Exactly as shown, give the full listing again.

* [Information supplied]
*-*-*
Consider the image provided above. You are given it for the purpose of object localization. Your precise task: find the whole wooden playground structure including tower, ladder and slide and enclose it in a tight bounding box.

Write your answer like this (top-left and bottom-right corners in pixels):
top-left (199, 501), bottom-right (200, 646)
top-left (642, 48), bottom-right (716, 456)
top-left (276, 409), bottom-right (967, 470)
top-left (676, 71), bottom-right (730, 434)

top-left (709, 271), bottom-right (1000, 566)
*-*-*
* [Answer section]
Consider the image provided above. You are given it for the purpose of object localization. Your precise task: find the whole wooden playground structure including tower, ladder and slide and enclose it in a tight bounding box.

Write your answer like this (top-left and bottom-right corners in pixels):
top-left (199, 501), bottom-right (200, 646)
top-left (642, 48), bottom-right (716, 456)
top-left (276, 409), bottom-right (967, 470)
top-left (676, 71), bottom-right (730, 434)

top-left (709, 271), bottom-right (1000, 566)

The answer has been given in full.